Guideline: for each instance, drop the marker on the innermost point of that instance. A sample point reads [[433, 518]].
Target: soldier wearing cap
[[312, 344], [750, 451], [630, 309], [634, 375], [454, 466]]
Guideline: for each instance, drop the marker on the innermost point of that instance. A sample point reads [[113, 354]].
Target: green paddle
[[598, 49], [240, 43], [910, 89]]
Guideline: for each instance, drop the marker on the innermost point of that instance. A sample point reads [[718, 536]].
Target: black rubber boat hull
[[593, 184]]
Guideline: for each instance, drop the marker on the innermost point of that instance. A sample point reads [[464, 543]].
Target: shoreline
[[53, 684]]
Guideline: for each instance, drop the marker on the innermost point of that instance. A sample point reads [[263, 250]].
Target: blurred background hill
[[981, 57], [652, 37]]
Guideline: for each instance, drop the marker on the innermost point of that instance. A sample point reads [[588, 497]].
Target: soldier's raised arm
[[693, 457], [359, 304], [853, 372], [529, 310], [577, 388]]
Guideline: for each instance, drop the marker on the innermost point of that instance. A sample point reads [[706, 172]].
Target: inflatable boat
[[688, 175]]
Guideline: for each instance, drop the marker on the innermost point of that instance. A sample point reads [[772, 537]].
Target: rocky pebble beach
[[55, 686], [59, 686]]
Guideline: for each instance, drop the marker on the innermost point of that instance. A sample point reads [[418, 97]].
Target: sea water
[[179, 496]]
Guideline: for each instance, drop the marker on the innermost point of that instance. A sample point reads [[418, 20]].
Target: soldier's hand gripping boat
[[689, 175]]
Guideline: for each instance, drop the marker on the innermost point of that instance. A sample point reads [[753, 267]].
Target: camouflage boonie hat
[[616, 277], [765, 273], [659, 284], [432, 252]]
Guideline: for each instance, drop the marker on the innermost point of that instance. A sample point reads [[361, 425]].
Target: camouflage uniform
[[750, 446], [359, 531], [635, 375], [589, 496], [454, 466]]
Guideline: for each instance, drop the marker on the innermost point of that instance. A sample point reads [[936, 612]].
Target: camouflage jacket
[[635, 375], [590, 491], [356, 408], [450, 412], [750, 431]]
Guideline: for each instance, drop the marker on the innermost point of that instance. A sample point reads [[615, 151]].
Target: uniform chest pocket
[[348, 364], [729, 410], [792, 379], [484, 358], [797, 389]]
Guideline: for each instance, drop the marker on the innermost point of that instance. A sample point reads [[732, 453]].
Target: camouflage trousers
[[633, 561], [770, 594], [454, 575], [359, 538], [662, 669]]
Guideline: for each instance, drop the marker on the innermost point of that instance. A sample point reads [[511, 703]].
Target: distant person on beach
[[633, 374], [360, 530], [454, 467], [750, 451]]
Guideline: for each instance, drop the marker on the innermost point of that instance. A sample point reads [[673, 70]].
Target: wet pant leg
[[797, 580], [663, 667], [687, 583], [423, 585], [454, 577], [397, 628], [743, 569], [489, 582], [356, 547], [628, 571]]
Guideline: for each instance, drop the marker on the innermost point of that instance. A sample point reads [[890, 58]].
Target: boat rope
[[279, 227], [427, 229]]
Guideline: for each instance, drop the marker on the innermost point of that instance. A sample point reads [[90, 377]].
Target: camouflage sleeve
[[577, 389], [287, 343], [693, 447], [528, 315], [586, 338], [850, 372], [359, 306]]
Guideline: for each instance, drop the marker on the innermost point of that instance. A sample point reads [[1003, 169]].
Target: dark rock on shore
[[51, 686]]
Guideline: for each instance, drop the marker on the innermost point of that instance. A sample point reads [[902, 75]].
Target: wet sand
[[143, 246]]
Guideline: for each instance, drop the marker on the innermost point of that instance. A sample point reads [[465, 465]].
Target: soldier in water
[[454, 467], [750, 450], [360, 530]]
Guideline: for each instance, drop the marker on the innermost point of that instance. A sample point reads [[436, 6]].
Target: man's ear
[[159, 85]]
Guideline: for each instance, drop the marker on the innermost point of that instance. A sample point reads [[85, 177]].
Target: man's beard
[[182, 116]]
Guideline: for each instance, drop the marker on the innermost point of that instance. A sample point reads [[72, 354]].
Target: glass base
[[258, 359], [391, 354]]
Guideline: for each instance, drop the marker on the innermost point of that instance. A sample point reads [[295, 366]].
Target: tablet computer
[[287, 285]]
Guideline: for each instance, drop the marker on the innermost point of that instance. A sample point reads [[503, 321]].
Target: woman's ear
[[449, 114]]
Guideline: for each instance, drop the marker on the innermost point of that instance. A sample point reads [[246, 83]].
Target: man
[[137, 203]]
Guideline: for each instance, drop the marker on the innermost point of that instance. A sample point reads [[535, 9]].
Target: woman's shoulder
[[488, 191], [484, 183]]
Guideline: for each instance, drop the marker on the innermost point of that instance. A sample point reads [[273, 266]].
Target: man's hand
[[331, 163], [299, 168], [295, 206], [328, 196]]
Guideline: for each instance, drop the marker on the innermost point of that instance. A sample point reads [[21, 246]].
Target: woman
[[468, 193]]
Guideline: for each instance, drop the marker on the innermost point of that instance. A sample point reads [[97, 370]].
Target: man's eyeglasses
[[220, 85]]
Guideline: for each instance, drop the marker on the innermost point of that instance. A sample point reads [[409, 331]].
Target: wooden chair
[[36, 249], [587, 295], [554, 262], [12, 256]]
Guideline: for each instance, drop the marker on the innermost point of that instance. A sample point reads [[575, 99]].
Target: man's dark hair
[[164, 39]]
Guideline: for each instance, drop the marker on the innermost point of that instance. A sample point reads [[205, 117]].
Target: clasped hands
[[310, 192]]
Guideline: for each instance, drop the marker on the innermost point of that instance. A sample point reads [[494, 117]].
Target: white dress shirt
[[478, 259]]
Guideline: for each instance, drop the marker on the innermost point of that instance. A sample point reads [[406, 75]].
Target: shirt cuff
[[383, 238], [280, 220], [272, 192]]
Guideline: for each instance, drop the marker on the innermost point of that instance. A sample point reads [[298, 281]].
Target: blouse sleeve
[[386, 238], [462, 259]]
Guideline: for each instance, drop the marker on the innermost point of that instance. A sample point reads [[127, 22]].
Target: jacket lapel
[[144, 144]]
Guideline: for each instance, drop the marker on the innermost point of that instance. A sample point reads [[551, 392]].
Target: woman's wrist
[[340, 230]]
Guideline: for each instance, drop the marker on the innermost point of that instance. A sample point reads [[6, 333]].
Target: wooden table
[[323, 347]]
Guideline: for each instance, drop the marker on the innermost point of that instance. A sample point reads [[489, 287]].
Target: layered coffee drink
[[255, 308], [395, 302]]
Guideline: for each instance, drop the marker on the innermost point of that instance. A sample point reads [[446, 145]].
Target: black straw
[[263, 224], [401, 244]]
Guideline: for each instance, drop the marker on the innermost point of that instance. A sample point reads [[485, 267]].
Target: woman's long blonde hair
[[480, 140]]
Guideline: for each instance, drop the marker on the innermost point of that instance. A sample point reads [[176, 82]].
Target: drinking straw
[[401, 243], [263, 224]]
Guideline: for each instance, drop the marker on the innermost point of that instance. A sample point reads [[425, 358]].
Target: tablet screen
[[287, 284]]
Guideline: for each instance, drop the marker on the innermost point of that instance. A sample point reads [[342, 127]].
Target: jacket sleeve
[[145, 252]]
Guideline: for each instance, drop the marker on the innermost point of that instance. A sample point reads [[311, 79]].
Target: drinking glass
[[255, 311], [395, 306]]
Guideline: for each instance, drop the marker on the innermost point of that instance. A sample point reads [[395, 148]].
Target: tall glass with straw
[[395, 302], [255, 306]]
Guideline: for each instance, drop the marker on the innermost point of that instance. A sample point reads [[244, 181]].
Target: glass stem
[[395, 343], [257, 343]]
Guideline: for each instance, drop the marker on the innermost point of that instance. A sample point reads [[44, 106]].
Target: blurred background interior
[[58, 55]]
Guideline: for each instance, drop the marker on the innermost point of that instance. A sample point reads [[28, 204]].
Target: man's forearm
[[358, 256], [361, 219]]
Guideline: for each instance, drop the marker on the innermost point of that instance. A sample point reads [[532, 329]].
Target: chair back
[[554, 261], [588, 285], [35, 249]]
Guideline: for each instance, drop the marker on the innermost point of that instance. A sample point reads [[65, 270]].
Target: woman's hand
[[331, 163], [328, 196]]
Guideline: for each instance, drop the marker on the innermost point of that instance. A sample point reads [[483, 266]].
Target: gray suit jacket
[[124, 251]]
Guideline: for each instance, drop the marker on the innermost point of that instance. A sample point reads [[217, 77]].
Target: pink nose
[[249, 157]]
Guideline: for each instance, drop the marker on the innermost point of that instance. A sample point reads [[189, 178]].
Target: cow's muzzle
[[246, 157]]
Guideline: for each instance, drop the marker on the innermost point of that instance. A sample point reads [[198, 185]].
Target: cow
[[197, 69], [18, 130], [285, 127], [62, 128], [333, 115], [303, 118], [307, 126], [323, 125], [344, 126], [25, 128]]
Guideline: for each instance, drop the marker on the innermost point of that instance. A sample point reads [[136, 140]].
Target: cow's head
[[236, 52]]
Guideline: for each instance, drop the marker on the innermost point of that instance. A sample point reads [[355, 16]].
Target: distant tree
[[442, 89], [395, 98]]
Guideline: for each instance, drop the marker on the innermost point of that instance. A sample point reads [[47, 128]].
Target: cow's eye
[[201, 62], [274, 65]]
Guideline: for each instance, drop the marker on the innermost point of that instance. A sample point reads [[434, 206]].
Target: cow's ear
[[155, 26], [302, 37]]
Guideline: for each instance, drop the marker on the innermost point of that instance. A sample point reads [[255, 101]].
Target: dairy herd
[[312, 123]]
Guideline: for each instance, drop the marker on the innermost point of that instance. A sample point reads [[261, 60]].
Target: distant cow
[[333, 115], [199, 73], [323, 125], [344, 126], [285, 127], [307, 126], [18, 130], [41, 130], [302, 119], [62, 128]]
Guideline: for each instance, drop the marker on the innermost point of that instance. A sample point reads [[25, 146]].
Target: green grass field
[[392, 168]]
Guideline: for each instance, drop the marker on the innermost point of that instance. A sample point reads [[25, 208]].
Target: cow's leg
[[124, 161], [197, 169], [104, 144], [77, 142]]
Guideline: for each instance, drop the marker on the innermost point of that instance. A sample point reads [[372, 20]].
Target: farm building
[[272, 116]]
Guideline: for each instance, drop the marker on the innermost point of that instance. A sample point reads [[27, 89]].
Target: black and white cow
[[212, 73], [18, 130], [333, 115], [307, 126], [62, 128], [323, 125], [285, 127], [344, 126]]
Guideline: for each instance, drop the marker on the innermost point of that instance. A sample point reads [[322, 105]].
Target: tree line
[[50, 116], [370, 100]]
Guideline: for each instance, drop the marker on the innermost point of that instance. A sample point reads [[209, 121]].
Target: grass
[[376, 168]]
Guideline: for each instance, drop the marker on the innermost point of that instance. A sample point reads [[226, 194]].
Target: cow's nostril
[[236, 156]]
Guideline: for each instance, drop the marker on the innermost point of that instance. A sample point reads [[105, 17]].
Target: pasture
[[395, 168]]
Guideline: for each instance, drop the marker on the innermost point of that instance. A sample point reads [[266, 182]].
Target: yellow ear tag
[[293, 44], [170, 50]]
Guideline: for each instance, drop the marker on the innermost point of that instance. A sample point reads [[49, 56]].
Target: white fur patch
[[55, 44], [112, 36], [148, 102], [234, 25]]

........

> _EXERCISE AIM_
Starting from the first line of the records above, retype each line exactly up to and including the one that contains "reads [[718, 536]].", and nothing more.

> _ANSWER FOR THE TASK_
Guideline: for each instance, drop the marker on the innermost point of that instance. A sample point reads [[433, 518]].
Target: soldier wearing cap
[[312, 344], [750, 451], [630, 309], [634, 375], [454, 466]]
Guideline: for each instance, drop the marker on the innermost point of that instance. A sample point reads [[113, 354]].
Target: green paddle
[[598, 49], [240, 43], [910, 89]]
Guideline: for each instance, drop the marker on the innermost point of that instance. A sample point reads [[718, 536]].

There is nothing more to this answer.